# Excerpted text

A switchman (North America) also known as pointsman (British Isles) or yardman (Commonwealth) is a rail transport worker whose original job was to operate various railway switches or points on a railroad. It also refers to a person who assists in moving cars in a railway yard or terminal.

==History==

Working in railway yards or along sidings, during the pioneering years of rail transport, switchmen as a group suffered large numbers of grievous bodily injuries, including in particular crushing injuries and amputations, owing to their working close to moving trains. An early issue of the American Switchmen's Magazine, in the introduction to a piece on long-serving switchmen, described the dangers:

"The vocation is the most dangerous of any of the different branches of railroading, and that they live for years is only due to their extreme carefulness. The least misstep will often result in crippling a man for life. Their hours of work are long, and the labour very hard, and rain or shine they have to be at their posts. There is no protection for them from the rains of summer, nor the freezing winds and snows of winter. On their efficient work, the great commercial interests of the country largely depend, and only a little carelessness on their part may result in immense damage to the goods in transit, and an error in delivery sometimes causes the loss of an entire consignment of freight, if it happens to be perishable."

# Excerpted data
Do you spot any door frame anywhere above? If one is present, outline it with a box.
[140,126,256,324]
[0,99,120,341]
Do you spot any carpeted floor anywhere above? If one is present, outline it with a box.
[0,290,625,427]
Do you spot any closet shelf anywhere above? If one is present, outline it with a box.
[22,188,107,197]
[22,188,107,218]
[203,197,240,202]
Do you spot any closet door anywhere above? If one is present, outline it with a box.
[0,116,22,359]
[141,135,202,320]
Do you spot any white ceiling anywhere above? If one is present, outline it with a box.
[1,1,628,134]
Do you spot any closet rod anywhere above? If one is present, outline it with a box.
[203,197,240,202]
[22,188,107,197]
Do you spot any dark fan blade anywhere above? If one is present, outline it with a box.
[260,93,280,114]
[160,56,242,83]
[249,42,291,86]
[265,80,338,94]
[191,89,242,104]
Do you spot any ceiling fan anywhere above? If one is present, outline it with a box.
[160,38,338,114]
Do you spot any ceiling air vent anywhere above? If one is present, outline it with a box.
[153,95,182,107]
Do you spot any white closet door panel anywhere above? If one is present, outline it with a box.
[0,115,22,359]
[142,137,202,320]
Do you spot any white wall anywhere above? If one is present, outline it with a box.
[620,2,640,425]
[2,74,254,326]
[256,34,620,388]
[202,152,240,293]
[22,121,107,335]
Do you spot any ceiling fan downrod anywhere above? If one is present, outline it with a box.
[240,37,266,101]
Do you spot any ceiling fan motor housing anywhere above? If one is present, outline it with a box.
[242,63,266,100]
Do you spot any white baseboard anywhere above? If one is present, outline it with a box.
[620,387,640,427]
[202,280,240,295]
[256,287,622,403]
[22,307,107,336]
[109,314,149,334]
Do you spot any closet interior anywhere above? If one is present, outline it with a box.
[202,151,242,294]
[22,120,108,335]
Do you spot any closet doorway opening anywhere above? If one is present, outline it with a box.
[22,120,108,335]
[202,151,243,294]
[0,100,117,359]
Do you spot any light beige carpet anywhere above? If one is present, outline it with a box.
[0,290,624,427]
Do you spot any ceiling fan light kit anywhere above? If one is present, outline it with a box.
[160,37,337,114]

# Actions to take
- 1) From the text on switchmen, set down the passage starting at "A switchman (North" and ending at "yard or terminal.".
- 2) Based on the text on switchmen, is each of the following statements correct? Answer yes or no for each, quoting the words of the text that decide it. (a) In the British Isles, the worker is called a yardman. (b) The magazine says switchmen have shelter from the summer rains. (c) The term also covers someone who helps move cars in a railway yard or terminal.
- 3) Extend the text on switchmen from the point where it stops.

# Task-by-task outputs
- 1)
A switchman (North America) also known as pointsman (British Isles) or yardman (Commonwealth) is a rail transport worker whose original job was to operate various railway switches or points on a railroad. It also refers to a person who assists in moving cars in a railway yard or terminal.

- 2)
(a) No: "also known as pointsman (British Isles) or yardman (Commonwealth)"
(b) No: "There is no protection for them from the rains of summer, nor the freezing winds and snows of winter."
(c) Yes: "It also refers to a person who assists in moving cars in a railway yard or terminal."

- 3)
Today's American switchman often works as part of three-member switching crew consisting of a Locomotive Engineer, Foreman and Switchman. The Foreman, in charge of the loading of rail cars, is responsible for giving direction to the switchman in order to ensure cars are lined into the correct track and blocked correctly with like cars scheduled to a similar destination, with the engineer in charge of moving the locomotive.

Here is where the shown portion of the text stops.